• **Extracted records**:
_____

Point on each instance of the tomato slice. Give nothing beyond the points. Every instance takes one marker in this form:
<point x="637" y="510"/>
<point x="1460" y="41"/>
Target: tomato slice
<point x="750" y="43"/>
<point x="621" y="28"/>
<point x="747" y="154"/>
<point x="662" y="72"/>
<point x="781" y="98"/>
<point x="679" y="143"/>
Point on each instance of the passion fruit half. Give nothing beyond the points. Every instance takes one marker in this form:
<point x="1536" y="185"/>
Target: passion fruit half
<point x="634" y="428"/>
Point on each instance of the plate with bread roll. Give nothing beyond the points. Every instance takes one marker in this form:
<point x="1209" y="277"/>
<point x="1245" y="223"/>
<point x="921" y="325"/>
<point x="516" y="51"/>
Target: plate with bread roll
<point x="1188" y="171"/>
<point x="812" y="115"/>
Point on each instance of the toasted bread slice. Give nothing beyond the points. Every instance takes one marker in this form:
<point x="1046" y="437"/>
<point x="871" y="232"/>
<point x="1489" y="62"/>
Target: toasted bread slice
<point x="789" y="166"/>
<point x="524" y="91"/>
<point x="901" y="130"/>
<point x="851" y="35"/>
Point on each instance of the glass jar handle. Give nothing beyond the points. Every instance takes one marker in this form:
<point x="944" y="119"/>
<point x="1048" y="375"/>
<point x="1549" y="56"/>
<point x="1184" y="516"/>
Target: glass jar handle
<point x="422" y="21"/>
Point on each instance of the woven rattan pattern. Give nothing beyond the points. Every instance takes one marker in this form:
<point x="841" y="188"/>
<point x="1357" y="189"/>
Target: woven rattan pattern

_____

• **Exercise**: Update everything from the line containing "Point on each instance of the glass" down to the end of the records. Swap "woven rattan pattern" for "woven wicker pattern", keep everything else the same, and return only those lines.

• **Task response**:
Point on each instance of the glass jar handle. Give nothing beyond the points. Every instance takes one marker in this form:
<point x="944" y="119"/>
<point x="1048" y="375"/>
<point x="1549" y="56"/>
<point x="1184" y="516"/>
Target: glass jar handle
<point x="422" y="21"/>
Point on each instance of the woven wicker pattern. Give nothing beyond the points. Every instance takes one marker in this form:
<point x="841" y="188"/>
<point x="1357" y="189"/>
Target: woven wicker pattern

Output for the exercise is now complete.